* Work instruction *
Take the entries that follow and return exactly the lines from the one holding "Labeling tool prompt: highlight every white scarf" through the one holding "Labeling tool prompt: highlight every white fur", both included. Nothing else is needed.
______________________________
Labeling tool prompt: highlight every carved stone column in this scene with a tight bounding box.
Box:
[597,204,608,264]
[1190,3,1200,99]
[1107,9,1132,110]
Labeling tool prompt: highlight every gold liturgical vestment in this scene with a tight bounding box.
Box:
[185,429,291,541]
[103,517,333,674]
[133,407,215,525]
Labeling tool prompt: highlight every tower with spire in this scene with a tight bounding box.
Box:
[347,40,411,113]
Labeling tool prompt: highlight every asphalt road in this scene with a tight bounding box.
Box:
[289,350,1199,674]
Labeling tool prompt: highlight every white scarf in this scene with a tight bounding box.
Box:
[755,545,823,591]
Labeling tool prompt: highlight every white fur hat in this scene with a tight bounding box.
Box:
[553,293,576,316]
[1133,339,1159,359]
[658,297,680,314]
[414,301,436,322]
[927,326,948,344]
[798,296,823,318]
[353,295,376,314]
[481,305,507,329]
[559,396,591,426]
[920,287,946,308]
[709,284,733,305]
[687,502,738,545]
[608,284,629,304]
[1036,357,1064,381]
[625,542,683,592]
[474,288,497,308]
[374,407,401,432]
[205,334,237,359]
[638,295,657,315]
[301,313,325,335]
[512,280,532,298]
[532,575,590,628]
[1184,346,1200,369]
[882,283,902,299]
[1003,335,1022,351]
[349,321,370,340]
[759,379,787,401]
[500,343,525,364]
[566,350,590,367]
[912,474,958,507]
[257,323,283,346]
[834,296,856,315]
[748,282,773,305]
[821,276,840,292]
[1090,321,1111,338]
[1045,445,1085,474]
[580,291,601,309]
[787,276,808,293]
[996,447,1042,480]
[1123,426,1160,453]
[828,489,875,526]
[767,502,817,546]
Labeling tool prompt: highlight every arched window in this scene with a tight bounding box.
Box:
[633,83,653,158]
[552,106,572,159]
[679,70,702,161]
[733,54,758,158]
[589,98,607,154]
______________________________
* Your solution *
Labeling tool prompt: highlight every white scarf in this scene with a tight bounding box.
Box:
[755,545,823,591]
Labeling tool prompt: highlight every white fur hat in this scene with a tight bounding box.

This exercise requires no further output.